In the records below, could you give the lines starting at the one containing "Task: indicate the street" and ending at the one containing "x=174, y=292" as a numbered list? Leave out blank lines and include no other lines.
__________________________________________________
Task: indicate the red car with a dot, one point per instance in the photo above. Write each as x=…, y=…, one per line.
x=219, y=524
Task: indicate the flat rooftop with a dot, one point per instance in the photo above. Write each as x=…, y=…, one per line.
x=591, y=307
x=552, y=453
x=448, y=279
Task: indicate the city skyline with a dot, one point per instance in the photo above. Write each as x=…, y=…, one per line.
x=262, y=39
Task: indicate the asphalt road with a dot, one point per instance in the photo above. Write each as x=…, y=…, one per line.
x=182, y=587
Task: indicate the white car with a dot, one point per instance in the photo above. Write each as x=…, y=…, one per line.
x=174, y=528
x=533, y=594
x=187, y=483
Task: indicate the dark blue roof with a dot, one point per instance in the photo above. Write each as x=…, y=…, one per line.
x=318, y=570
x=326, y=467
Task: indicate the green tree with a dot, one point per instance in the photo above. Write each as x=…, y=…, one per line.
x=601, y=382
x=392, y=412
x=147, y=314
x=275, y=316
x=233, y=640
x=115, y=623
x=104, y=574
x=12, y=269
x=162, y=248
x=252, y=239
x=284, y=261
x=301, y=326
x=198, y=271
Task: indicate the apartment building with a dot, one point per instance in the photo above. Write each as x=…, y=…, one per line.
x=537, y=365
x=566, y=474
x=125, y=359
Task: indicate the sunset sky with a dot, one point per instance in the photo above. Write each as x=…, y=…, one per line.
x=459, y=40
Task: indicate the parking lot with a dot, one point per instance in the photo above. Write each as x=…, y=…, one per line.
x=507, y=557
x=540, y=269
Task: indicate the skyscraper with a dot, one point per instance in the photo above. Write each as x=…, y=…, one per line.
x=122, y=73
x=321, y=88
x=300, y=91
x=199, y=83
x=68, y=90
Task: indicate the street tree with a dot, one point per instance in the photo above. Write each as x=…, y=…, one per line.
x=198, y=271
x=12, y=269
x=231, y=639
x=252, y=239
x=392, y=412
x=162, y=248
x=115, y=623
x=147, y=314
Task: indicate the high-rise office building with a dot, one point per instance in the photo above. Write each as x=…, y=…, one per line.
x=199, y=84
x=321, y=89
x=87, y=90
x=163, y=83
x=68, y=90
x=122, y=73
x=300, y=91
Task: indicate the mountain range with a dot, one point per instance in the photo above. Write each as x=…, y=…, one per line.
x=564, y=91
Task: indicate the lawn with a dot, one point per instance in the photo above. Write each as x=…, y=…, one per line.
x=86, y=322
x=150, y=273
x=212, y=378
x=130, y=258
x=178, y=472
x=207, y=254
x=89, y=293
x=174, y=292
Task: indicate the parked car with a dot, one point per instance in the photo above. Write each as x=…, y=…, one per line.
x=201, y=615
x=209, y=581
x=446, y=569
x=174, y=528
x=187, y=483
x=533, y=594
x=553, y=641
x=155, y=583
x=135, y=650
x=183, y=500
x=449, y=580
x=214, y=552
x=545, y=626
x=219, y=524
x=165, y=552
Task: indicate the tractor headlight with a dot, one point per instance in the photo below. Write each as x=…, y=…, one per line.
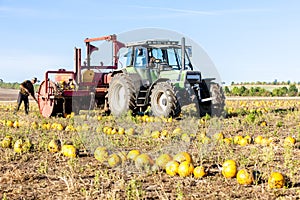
x=193, y=77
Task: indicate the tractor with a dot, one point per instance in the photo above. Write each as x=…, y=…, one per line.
x=155, y=76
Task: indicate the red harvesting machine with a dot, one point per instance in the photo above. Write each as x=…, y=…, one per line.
x=71, y=91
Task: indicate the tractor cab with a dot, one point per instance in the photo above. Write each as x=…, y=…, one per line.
x=160, y=54
x=155, y=59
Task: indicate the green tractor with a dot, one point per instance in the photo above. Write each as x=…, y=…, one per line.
x=159, y=75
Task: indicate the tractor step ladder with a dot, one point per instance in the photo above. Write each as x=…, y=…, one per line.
x=141, y=99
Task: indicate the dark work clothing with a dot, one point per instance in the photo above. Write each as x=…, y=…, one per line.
x=29, y=86
x=23, y=95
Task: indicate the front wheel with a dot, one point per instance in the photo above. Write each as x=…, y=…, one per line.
x=121, y=94
x=164, y=101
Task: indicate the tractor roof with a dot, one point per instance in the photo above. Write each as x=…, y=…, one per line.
x=154, y=43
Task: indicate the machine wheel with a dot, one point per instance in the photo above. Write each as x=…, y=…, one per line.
x=218, y=103
x=164, y=101
x=216, y=106
x=121, y=94
x=204, y=107
x=47, y=106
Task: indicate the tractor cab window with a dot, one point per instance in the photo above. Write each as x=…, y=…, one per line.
x=173, y=61
x=125, y=57
x=188, y=64
x=140, y=60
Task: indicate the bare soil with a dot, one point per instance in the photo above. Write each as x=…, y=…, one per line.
x=8, y=94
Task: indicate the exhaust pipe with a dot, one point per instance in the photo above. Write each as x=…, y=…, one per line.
x=182, y=57
x=183, y=53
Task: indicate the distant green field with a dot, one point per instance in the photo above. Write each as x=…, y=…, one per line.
x=267, y=87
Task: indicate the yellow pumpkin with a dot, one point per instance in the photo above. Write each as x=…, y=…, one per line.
x=26, y=146
x=143, y=161
x=18, y=146
x=114, y=160
x=289, y=141
x=229, y=169
x=162, y=160
x=243, y=142
x=236, y=139
x=276, y=180
x=219, y=136
x=101, y=154
x=258, y=139
x=183, y=156
x=245, y=177
x=199, y=172
x=185, y=169
x=172, y=167
x=6, y=142
x=69, y=150
x=54, y=146
x=133, y=154
x=122, y=155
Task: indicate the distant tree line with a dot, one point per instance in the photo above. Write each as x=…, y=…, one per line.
x=292, y=90
x=14, y=85
x=275, y=82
__________________________________________________
**The reply:**
1. Task: indicate the street tree with a dot, one point per instance in the photo above. Write each as x=…, y=…, one per line.
2. x=198, y=271
3. x=12, y=269
4. x=231, y=639
5. x=252, y=239
6. x=392, y=412
7. x=162, y=248
8. x=115, y=623
9. x=147, y=314
10. Task: indicate the high-rise office building with a dot, one point per instance in the photo above. Write each as x=…, y=…, one per line.
11. x=199, y=84
12. x=321, y=89
13. x=87, y=90
14. x=163, y=83
15. x=68, y=90
16. x=122, y=73
17. x=300, y=91
18. Task: indicate the mountain range with a dot, one point per instance in the photo above. Write each as x=…, y=…, one per line.
19. x=564, y=91
20. Task: indicate the lawn with a dot, one point per instance in the photo above. Write each as x=…, y=…, one per line.
21. x=86, y=322
22. x=150, y=273
23. x=212, y=378
24. x=130, y=258
25. x=178, y=472
26. x=207, y=254
27. x=89, y=293
28. x=174, y=292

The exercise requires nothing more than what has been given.